**Your task**
Each record, in full, must be restated word for word.

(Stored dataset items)
------------------------------------------------------------------------
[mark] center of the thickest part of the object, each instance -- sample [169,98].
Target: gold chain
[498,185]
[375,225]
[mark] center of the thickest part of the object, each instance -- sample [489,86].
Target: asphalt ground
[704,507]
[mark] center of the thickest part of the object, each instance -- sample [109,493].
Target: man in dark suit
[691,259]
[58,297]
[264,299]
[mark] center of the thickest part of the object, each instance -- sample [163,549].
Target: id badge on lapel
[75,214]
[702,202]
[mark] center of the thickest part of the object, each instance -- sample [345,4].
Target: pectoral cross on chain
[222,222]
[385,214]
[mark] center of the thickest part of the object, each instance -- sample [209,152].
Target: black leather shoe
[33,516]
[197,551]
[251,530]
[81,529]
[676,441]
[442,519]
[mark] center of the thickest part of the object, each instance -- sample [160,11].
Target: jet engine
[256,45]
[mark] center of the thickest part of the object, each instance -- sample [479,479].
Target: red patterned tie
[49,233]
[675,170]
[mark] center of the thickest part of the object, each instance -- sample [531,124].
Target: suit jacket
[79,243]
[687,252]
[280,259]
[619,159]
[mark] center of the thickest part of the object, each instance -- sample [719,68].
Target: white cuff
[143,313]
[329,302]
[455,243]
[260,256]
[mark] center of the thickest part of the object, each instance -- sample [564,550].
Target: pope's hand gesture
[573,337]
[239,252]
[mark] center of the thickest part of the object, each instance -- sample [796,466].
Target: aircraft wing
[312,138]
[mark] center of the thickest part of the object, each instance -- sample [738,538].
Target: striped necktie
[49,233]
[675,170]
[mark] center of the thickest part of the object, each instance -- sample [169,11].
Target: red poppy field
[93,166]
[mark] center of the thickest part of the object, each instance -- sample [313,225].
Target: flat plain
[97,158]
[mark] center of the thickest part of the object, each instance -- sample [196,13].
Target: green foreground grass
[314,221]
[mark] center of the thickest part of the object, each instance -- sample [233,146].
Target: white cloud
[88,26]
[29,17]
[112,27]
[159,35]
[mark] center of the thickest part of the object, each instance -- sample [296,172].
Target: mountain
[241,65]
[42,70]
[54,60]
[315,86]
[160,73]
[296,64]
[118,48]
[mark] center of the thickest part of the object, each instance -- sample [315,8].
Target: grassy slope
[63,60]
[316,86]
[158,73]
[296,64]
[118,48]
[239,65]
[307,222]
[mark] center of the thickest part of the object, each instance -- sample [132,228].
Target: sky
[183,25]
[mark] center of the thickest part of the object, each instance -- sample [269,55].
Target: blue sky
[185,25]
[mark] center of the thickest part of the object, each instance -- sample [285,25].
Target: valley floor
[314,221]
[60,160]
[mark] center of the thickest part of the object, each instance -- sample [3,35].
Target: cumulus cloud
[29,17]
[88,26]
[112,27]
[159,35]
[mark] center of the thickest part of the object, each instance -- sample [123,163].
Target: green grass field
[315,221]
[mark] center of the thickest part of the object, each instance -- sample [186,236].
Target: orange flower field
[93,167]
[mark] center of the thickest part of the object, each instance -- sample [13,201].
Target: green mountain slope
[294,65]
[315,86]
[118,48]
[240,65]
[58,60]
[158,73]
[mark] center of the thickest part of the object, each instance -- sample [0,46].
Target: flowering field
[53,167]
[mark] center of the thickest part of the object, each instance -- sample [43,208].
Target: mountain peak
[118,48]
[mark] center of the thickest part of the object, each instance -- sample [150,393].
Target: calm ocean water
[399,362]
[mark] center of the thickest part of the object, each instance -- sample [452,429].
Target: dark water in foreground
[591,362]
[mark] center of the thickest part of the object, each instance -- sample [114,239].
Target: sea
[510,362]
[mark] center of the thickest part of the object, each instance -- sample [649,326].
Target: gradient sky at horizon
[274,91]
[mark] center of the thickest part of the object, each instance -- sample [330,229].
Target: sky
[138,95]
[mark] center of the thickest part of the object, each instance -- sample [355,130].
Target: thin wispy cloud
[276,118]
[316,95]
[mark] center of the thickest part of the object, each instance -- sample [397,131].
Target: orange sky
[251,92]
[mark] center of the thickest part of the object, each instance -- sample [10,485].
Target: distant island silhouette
------------------------------------------------------------------------
**Response to this exercise**
[mark] center of the thickest part of the object, each instance -- sample [169,98].
Target: gold chain
[498,185]
[375,225]
[mark] center of the thickest part of the object, each instance -- sample [489,86].
Target: asphalt ground
[704,507]
[mark] center of the thickest part of the object, each instance -- sample [109,493].
Target: man in dark suit
[691,259]
[58,297]
[264,299]
[mark] center of the thickest part of the object, each instance -- sample [163,549].
Target: id badge on lapel
[75,214]
[702,202]
[mark] center of the thickest part of the object, each instance -- sample [345,4].
Target: pectoral cross on chain
[222,222]
[385,214]
[mark] center of the thickest part of the object, each instance -- sample [209,152].
Target: black leather shoe
[33,516]
[197,551]
[251,530]
[81,529]
[676,441]
[442,519]
[mark] center of the thickest part of the object, each instance -- sample [160,11].
Target: jet engine
[256,45]
[mark] center of the thickest part of the object, each instance -- sample [479,479].
Target: red patterned tie
[49,233]
[675,170]
[mark] center of the thickest part of the object, each instance -- sample [531,124].
Target: suit jacket
[79,243]
[687,252]
[280,259]
[619,159]
[mark] center of the thickest part of the object, each instance -- sample [719,68].
Target: white cuff
[143,313]
[329,302]
[455,243]
[260,256]
[mark] center of the thickest part of the object, each instance -- sample [564,550].
Target: pope's hand gesture
[573,337]
[239,252]
[mark] center of the thickest part of the object, each instance -- sample [796,466].
Target: aircraft wing
[312,138]
[mark] center of the thickest part of the object, each instance -- sample [738,538].
Target: striped necktie
[49,233]
[675,170]
[mark] center of the thickest part of the object, each instance -- sample [169,11].
Target: red poppy field
[93,166]
[mark] center of the thickest part of the object, each instance -- sample [313,225].
Target: flat plain
[97,158]
[mark] center of the thickest part of the object, each instance -- sample [196,13].
Target: green foreground grass
[314,221]
[mark] center of the thickest part of the object, each instance -- sample [233,146].
Target: white cloud
[88,26]
[29,17]
[112,27]
[159,35]
[mark] center of the thickest part of the object, each instance -- sample [296,172].
Target: mountain
[241,65]
[42,70]
[54,60]
[315,86]
[160,73]
[296,64]
[118,48]
[mark] center of the thickest part of the object, each instance -- sample [315,8].
Target: grassy slope
[63,60]
[316,86]
[158,73]
[296,64]
[118,48]
[239,65]
[307,222]
[mark] center of the thickest part of the object, each instance -- sample [132,228].
Target: sky
[183,25]
[mark] center of the thickest part of the object, each instance -- sample [269,55].
Target: blue sky
[185,25]
[mark] center of the thickest part of the object, each instance -- sample [285,25].
Target: valley floor
[314,221]
[60,160]
[mark] center of the thickest part of the object, each instance -- sample [3,35].
Target: cumulus cloud
[29,17]
[88,26]
[112,27]
[159,35]
[mark] center of the thickest part of the object, each instance -- sample [123,163].
Target: green grass field
[315,221]
[mark] center of the thickest part of the object, each instance -- sample [186,236].
Target: orange flower field
[93,167]
[mark] center of the thickest part of the object, each instance -- sample [13,201].
Target: green mountain slope
[294,65]
[315,86]
[118,48]
[240,65]
[58,60]
[158,73]
[mark] center of the thickest part of the object, each instance -- sample [0,46].
Target: flowering field
[53,167]
[mark] center of the thickest part of the object, each instance -- sample [43,208].
Target: mountain peak
[118,48]
[mark] center of the thickest part of the object, each instance -- sample [150,393].
Target: calm ocean water
[399,362]
[mark] center of the thickest part of the object, each instance -- sample [452,429].
Target: dark water in foreground
[591,362]
[mark] center of the thickest part of the object, each instance -- sample [114,239].
Target: sea
[510,362]
[mark] center of the thickest part of the object, each instance -- sample [649,326].
Target: gradient sky at horizon
[274,91]
[mark] center of the thickest part of the object, each instance -- sample [330,229].
Target: sky
[138,95]
[mark] center of the thickest part of the object, each instance -- sample [355,130].
Target: thin wispy cloud
[276,118]
[316,95]
[mark] center of the thickest part of the object, each instance -- sample [397,131].
Target: orange sky
[251,92]
[mark] center of the thickest part of the object, each instance -- sample [10,485].
Target: distant island silhouette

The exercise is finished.